START GIVEN DATA

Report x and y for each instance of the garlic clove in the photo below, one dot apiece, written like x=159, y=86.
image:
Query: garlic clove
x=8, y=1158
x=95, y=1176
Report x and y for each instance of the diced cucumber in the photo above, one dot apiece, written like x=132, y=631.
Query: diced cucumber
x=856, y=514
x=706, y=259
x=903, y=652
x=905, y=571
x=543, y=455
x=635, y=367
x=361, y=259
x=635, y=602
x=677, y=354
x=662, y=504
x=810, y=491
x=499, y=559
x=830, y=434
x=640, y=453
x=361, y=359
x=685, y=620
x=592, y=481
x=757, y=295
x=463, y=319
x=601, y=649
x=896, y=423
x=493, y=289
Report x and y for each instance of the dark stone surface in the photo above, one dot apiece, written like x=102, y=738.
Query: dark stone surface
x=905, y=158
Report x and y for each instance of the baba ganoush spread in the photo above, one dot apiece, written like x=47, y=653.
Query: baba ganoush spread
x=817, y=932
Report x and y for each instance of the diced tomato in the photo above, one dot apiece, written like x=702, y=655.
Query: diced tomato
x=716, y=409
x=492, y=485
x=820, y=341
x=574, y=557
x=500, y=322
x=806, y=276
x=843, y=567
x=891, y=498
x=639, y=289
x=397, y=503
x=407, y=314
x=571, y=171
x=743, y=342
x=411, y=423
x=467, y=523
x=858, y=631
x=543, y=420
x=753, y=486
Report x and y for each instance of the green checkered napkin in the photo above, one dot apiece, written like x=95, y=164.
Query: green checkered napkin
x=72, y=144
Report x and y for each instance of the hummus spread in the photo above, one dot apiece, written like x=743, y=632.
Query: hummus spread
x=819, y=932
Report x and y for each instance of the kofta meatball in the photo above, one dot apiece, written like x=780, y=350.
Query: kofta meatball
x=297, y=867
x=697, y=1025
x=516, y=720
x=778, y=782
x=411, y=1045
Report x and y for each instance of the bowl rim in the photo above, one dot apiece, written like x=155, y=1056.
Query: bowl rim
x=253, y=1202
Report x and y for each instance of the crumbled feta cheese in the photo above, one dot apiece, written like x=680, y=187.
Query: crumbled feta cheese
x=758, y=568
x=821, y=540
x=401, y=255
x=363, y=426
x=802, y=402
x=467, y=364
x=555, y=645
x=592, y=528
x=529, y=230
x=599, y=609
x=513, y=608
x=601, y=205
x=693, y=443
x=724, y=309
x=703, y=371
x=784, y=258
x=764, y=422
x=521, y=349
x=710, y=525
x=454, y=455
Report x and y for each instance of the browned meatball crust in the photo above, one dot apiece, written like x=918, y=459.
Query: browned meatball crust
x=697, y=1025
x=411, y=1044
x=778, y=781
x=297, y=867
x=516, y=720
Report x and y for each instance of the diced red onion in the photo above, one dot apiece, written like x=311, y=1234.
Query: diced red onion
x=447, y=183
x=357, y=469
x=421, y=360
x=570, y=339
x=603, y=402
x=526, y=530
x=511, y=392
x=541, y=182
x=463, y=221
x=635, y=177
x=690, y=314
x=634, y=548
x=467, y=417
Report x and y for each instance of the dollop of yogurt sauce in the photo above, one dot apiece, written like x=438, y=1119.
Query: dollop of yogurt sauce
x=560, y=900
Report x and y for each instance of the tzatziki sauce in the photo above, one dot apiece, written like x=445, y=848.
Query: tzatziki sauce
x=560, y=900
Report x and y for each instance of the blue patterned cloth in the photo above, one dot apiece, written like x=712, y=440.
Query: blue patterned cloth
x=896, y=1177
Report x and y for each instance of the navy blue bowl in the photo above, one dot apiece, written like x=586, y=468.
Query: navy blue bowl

END GIVEN DATA

Work out how many lines above have the string "navy" in them, and give only the number.

▶ [ANSWER TO THIS EXERCISE]
2